*WHAT TO WORK ON*: Count the lines below that contain the string "positive". Give only the number.

*STORED DATA*:
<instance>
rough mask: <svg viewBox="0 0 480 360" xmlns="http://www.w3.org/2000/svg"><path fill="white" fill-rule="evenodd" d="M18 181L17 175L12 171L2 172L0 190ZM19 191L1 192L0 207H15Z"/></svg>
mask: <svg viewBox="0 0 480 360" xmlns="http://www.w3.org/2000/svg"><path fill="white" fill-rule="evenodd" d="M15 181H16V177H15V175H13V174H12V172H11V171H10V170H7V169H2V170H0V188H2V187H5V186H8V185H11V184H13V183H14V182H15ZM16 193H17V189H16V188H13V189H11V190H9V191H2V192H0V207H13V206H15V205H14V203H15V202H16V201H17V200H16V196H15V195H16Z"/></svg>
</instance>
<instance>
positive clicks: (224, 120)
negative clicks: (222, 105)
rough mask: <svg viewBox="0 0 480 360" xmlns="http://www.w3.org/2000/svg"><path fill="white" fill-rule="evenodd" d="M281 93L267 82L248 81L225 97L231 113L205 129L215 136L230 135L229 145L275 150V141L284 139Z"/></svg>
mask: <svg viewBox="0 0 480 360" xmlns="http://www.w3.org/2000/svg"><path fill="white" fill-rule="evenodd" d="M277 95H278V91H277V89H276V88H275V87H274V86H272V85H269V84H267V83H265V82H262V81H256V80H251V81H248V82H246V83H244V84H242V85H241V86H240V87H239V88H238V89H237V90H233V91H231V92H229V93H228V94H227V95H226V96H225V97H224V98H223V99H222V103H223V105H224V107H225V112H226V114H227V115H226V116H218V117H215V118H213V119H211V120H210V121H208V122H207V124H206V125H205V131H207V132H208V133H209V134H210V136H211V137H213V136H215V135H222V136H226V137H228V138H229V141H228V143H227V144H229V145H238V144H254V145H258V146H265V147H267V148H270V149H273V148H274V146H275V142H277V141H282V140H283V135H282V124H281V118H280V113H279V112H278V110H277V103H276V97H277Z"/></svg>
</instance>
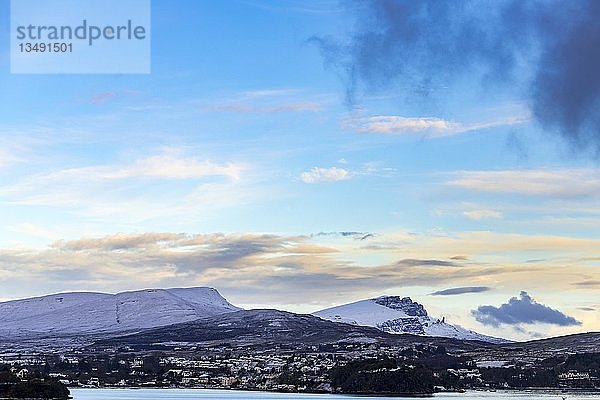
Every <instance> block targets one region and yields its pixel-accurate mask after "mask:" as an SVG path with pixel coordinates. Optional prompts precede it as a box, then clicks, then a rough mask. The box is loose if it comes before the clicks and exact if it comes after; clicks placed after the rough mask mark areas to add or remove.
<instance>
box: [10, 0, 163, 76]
mask: <svg viewBox="0 0 600 400" xmlns="http://www.w3.org/2000/svg"><path fill="white" fill-rule="evenodd" d="M150 7H151V6H150V0H11V30H10V42H11V64H10V65H11V72H12V73H15V74H86V73H90V74H112V73H120V74H147V73H150V67H151V54H150V53H151V46H150V43H151V40H150V39H151V32H150V21H151V14H150V12H151V10H150Z"/></svg>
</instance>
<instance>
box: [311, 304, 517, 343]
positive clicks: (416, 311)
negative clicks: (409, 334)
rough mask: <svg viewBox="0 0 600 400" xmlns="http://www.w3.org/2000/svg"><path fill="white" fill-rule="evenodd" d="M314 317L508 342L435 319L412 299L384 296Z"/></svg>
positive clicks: (482, 340)
mask: <svg viewBox="0 0 600 400" xmlns="http://www.w3.org/2000/svg"><path fill="white" fill-rule="evenodd" d="M313 315H315V316H317V317H320V318H323V319H326V320H329V321H334V322H342V323H346V324H354V325H362V326H372V327H375V328H378V329H381V330H382V331H384V332H388V333H411V334H414V335H423V336H438V337H449V338H455V339H463V340H481V341H485V342H490V343H503V342H507V341H506V340H504V339H499V338H494V337H491V336H486V335H482V334H480V333H477V332H474V331H471V330H468V329H465V328H463V327H461V326H458V325H452V324H449V323H447V322H446V321H445V319H444V318H442V319H436V318H432V317H430V316H429V315H428V314H427V311H426V310H425V308H424V307H423V306H422V305H421V304H419V303H416V302H414V301H412V300H411V298H410V297H400V296H382V297H377V298H374V299H368V300H361V301H357V302H354V303H349V304H344V305H341V306H337V307H332V308H328V309H325V310H321V311H317V312H315V313H313Z"/></svg>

*ANSWER AREA*: 3